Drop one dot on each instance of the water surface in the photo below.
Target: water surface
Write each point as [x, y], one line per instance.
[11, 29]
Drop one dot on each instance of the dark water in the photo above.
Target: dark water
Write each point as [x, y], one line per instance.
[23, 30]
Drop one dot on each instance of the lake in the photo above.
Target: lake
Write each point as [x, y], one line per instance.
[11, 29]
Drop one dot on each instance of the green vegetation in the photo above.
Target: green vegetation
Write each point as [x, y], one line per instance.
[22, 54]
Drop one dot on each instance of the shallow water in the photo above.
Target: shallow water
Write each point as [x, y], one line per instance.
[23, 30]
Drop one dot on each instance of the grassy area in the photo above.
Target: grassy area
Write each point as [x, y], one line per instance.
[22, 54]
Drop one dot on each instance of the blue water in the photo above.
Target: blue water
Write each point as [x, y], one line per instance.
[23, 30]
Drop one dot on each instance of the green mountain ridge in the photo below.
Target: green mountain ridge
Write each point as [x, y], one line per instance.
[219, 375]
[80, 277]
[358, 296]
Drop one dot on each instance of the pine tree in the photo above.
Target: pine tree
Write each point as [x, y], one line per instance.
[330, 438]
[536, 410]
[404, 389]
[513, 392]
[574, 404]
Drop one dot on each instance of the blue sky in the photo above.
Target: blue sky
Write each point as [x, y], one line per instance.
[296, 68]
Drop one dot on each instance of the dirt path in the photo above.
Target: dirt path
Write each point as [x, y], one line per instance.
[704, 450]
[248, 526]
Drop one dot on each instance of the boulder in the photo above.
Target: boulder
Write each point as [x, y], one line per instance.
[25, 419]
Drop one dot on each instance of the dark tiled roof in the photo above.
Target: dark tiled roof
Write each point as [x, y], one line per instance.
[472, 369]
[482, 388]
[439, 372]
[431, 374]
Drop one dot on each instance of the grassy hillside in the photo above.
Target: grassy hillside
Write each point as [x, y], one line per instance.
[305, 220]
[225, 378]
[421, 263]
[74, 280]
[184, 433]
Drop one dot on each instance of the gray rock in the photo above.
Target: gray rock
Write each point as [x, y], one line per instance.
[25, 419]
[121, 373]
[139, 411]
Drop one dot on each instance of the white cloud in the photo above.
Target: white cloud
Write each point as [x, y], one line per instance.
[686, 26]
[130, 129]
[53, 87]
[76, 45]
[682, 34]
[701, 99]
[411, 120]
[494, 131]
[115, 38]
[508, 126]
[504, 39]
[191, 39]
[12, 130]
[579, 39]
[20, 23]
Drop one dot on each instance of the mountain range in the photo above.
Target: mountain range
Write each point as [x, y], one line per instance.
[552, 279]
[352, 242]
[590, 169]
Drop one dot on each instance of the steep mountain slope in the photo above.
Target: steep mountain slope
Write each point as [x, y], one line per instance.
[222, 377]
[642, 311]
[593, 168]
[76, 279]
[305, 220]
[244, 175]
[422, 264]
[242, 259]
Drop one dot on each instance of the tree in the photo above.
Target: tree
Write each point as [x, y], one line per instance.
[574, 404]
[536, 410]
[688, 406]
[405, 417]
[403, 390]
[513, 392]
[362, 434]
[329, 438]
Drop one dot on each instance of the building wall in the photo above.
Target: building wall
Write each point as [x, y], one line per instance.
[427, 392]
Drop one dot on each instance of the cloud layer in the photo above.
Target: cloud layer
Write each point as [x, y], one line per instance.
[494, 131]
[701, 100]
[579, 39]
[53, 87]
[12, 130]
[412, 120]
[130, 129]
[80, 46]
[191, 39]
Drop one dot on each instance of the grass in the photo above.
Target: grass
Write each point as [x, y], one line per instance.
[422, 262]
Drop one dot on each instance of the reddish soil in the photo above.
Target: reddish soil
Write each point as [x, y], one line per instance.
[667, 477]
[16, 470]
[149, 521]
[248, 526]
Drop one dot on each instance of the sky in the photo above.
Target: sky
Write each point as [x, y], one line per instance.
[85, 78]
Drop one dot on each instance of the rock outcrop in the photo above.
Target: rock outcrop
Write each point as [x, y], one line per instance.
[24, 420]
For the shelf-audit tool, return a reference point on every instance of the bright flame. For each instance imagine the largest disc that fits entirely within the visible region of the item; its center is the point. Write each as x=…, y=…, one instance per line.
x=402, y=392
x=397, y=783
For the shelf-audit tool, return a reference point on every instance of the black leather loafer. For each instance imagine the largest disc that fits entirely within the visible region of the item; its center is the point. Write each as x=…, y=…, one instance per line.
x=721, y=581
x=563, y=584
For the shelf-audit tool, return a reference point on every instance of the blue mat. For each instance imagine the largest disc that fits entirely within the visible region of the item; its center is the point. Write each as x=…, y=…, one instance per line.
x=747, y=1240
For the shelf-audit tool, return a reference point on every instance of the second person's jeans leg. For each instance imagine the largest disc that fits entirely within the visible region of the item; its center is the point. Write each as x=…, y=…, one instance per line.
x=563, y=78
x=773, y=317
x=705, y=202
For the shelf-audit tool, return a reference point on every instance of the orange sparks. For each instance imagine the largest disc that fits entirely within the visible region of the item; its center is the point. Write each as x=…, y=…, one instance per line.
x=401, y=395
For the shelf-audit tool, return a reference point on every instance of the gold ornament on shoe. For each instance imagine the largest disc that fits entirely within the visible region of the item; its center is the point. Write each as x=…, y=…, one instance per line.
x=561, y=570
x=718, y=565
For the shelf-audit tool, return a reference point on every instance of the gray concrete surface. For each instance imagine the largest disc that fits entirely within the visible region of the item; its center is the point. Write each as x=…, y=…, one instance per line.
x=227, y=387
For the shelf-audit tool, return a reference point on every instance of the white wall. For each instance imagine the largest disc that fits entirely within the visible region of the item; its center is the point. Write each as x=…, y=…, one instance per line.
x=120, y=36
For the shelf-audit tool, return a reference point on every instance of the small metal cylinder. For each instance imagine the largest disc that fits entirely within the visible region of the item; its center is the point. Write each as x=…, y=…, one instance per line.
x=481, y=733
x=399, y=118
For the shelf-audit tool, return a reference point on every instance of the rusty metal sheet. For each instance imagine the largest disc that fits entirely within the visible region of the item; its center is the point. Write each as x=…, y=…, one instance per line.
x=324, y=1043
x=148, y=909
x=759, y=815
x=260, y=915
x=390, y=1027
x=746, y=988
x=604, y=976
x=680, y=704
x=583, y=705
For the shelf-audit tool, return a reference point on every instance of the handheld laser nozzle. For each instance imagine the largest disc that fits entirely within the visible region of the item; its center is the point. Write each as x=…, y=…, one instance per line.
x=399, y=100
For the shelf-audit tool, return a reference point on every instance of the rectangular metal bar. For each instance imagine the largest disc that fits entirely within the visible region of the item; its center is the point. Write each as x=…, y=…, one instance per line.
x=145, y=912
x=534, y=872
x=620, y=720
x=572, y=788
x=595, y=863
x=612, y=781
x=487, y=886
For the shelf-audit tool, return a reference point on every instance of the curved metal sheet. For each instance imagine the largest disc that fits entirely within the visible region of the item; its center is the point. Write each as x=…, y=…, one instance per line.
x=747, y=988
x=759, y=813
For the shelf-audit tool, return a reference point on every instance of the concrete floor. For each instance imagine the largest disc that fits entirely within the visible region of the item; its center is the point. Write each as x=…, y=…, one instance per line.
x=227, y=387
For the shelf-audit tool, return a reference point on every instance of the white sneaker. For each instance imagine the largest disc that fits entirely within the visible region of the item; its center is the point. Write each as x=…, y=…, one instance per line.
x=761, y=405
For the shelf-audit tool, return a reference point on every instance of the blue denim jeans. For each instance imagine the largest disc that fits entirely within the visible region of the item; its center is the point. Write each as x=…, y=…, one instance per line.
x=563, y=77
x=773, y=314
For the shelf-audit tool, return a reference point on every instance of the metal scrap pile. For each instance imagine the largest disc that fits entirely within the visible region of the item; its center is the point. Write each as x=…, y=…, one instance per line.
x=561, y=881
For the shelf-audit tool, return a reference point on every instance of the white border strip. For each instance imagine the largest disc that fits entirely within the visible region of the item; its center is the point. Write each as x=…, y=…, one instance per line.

Written problem:
Rewrite everything from the line containing "of the gold" down to the line containing "x=718, y=565" as a two-column CSV with the headers source and result. Put the text in source and its answer in result, quote each field, and replace line breaks with spaces.

Task result:
source,result
"For the shelf-audit tool, return a reference point on every instance of the gold ornament on shoe. For each instance imagine the largest disc that fits entirely within the visible region of the item; its center is the point. Write each as x=…, y=…, one instance per line.","x=561, y=570 x=718, y=565"